= Supplied records =
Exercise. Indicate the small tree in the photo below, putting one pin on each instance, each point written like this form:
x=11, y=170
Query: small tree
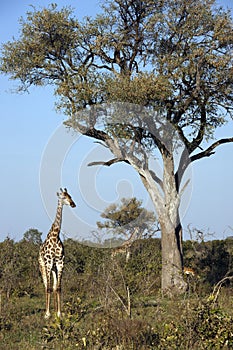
x=173, y=59
x=122, y=218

= Required work =
Rewrite the lines above, replacing "small tree" with "shrub" and changing nothing else. Leave the pictures out.

= Output for this task =
Exercise. Indicate the shrub in the photo below, putting one pin on each instance, each point written like this form:
x=11, y=170
Query: shrub
x=173, y=59
x=122, y=218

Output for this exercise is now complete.